- [Material for this task]:

----------

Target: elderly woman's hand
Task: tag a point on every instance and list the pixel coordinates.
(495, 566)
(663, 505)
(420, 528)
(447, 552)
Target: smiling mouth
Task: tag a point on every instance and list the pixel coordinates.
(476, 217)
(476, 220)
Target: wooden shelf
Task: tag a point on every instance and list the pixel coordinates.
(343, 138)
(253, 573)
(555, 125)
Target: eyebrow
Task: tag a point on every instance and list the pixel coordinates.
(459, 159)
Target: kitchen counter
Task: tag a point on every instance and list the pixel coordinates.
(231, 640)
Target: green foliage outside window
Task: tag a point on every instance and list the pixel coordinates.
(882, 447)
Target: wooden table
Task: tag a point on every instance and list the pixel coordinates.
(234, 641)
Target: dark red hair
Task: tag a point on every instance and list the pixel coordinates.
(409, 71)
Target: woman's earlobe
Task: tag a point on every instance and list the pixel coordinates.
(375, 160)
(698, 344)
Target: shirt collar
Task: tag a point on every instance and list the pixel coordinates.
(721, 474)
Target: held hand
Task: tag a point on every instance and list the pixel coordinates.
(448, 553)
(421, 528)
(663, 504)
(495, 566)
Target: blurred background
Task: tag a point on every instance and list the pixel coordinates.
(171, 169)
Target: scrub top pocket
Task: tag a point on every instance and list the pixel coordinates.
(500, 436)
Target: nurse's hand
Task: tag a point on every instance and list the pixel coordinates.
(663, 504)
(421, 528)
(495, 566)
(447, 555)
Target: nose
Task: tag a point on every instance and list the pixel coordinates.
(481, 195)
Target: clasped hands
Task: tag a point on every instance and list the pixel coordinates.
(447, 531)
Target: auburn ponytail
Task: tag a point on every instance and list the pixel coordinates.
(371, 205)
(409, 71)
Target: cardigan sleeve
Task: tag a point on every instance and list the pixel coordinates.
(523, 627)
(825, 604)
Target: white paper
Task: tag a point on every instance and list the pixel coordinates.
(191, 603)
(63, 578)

----------

- [Assignment]: Pull out each line of the listing that holds the string "woman".

- [Result for this exercise]:
Target: elderly woman's hand
Target: woman's earlobe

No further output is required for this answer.